Referring expression data
↓
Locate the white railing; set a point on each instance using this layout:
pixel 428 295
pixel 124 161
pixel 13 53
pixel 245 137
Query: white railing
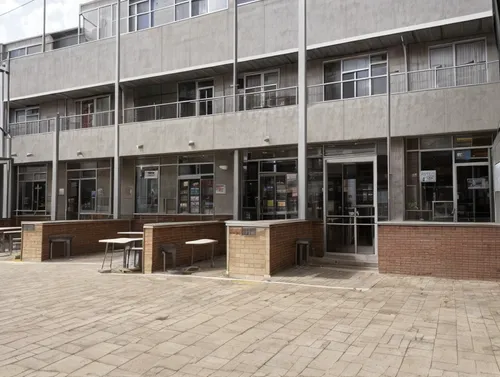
pixel 437 78
pixel 32 127
pixel 211 106
pixel 75 122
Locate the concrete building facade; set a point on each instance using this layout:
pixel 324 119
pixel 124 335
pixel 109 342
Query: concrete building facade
pixel 183 138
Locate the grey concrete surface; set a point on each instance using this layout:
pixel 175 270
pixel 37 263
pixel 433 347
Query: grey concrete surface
pixel 65 319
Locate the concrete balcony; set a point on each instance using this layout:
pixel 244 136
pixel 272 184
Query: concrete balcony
pixel 269 118
pixel 266 29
↑
## What is being asked
Extract every line from the one containing "Query: concrete building facade" through the last line of the data, inclusive, exactly as written.

## Answer space
Query: concrete building facade
pixel 183 138
Locate the grey concrete surface; set a point on each instance using this layout:
pixel 175 270
pixel 37 263
pixel 433 347
Query: grey concrete surface
pixel 65 319
Locate the concrete balcony; set a point on each instance using this layout:
pixel 244 136
pixel 272 184
Query: concrete balcony
pixel 269 118
pixel 266 29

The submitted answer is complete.